Challenge: Copy out the entries below in full and exactly.

Excerpts of location labeling data:
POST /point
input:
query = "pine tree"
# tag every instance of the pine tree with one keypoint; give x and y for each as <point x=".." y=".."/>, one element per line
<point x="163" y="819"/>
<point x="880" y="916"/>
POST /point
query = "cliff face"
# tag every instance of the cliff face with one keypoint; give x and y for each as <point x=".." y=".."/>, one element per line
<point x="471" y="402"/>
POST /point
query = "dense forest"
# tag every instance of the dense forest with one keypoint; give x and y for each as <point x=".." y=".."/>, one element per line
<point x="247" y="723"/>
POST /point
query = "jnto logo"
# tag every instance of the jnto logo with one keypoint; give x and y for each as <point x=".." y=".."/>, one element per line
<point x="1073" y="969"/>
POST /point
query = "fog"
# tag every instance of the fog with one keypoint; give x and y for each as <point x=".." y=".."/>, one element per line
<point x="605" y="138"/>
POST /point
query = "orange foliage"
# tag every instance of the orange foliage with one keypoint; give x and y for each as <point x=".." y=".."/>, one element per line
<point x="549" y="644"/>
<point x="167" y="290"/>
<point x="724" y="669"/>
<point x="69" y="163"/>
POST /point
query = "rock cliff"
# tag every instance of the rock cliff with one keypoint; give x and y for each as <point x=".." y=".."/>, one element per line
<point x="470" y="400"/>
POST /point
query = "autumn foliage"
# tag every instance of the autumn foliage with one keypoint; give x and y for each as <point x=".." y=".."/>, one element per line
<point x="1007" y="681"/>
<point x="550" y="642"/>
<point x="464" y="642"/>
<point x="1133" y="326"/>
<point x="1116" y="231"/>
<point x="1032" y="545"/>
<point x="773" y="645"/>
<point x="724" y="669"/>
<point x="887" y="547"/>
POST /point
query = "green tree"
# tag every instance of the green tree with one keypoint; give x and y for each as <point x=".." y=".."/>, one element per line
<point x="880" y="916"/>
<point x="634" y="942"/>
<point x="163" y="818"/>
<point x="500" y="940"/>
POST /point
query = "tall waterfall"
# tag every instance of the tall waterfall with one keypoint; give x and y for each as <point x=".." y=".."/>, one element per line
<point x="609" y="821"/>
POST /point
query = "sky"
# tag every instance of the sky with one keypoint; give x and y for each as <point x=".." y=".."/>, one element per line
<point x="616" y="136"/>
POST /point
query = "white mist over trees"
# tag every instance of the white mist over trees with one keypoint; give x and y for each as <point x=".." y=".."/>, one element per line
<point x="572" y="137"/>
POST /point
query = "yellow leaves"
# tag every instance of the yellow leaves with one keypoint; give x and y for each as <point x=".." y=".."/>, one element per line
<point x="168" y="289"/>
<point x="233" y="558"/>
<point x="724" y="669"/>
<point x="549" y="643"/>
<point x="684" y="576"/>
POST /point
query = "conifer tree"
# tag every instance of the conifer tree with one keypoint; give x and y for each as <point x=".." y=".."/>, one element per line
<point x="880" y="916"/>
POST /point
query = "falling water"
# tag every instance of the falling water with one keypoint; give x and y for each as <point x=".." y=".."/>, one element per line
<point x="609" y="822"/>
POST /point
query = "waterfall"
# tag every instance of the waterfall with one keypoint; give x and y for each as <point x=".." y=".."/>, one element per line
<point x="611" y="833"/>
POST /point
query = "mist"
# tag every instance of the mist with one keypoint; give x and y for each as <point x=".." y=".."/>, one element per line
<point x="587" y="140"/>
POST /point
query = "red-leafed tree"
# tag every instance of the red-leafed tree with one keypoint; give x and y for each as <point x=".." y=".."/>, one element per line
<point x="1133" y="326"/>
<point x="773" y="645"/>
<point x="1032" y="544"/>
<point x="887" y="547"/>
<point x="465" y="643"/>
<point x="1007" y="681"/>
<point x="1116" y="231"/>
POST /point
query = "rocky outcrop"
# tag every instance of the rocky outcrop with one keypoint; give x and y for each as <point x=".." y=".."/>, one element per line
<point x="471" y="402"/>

Expected answer:
POST /point
input:
query = "pine tree"
# tag every instance of the pine tree with one keypoint; give x and y for each as <point x=".." y=".."/>, one element per line
<point x="163" y="819"/>
<point x="880" y="916"/>
POST /point
query = "cliff face"
# tag every instance of the cliff face with one keypoint; give x and y for each as <point x=".." y=".."/>, one element per line
<point x="471" y="402"/>
POST /point
query = "dense forest"
# tag every instance of the dense forest with one keypoint; give x and y for each as <point x=".." y=".."/>, one element per line
<point x="247" y="723"/>
POST /point
query = "jnto logo"
# tag every instance of the jnto logo with one keypoint; give x and y for each as <point x=".." y=".."/>, one element per line
<point x="1073" y="969"/>
POST /point
query = "fog"
# tag every instance of the fog with one keypoint; give x and y for each as <point x=".." y=".."/>, one element per line
<point x="605" y="138"/>
POST /point
query = "orange foliage"
# tag every instance of the orange foliage with one keypoint; give x and y for each as <point x=".." y=".."/>, one element per line
<point x="549" y="644"/>
<point x="167" y="290"/>
<point x="724" y="669"/>
<point x="69" y="163"/>
POST /point
query = "rock cliff"
# tag every instance of the rock cliff with one keypoint; give x and y for each as <point x=".." y=".."/>, one element per line
<point x="470" y="400"/>
POST /point
query = "autumn foliage"
# tag every instance of the autumn foliage with one keypoint; give x and y for each as <point x=".." y=".."/>, one element per line
<point x="1007" y="681"/>
<point x="550" y="642"/>
<point x="464" y="642"/>
<point x="1133" y="326"/>
<point x="1116" y="231"/>
<point x="1032" y="545"/>
<point x="773" y="645"/>
<point x="724" y="669"/>
<point x="887" y="547"/>
POST /point
query = "green tree"
# tag every instance of the green tree with one keypoint; give x and y for each as <point x=".." y=".."/>, one element per line
<point x="880" y="916"/>
<point x="634" y="942"/>
<point x="163" y="818"/>
<point x="500" y="940"/>
POST /point
query = "tall waterfall"
# tag every instance of the tall waterfall with one keypoint; give x and y for each as <point x=".." y=".."/>, one element per line
<point x="609" y="821"/>
POST /point
query = "sky"
# tag every instance of the sky with one keypoint; give x and y for each as <point x=".." y=".."/>, one element per line
<point x="616" y="136"/>
POST /point
query = "white mist over trees"
# tag every instance of the white mist over trees with one keypoint; give x and y for each as <point x=".." y=".."/>, one element per line
<point x="572" y="137"/>
POST /point
query = "yellow leaves"
# tag every instance of the yellow leaves with one keypoint; give x and y for each as <point x=".." y=".."/>, one element per line
<point x="168" y="289"/>
<point x="233" y="558"/>
<point x="724" y="669"/>
<point x="549" y="643"/>
<point x="684" y="576"/>
POST /point
query = "conifer tree"
# tag every instance of the conifer tree with one keypoint; give x and y for each as <point x=".." y=".."/>, one element per line
<point x="880" y="916"/>
POST /point
query = "falling water"
# tag every instance of the falling water with one keypoint; give x and y for each as <point x=".." y=".."/>, one element per line
<point x="609" y="822"/>
POST /point
query = "waterfall"
# tag every instance of the waterfall with one keypoint; give x and y for each as <point x=".." y=".."/>, one element per line
<point x="611" y="833"/>
POST /point
query = "mist"
# tag every instance of the mist with one keypoint; give x and y for each as <point x=".." y=".."/>, one element per line
<point x="587" y="140"/>
POST /point
query = "red-leafed tree"
# tag every instance of the red-leafed tree with one keypoint; give x and y for each as <point x=".." y=".."/>, one element per line
<point x="1133" y="326"/>
<point x="773" y="645"/>
<point x="1032" y="544"/>
<point x="887" y="547"/>
<point x="465" y="643"/>
<point x="1007" y="681"/>
<point x="1116" y="231"/>
POST /point
query = "rocky outcrop"
# tag every instance of the rocky outcrop with one keypoint; give x and y for each as <point x=".." y=".."/>, one element per line
<point x="471" y="402"/>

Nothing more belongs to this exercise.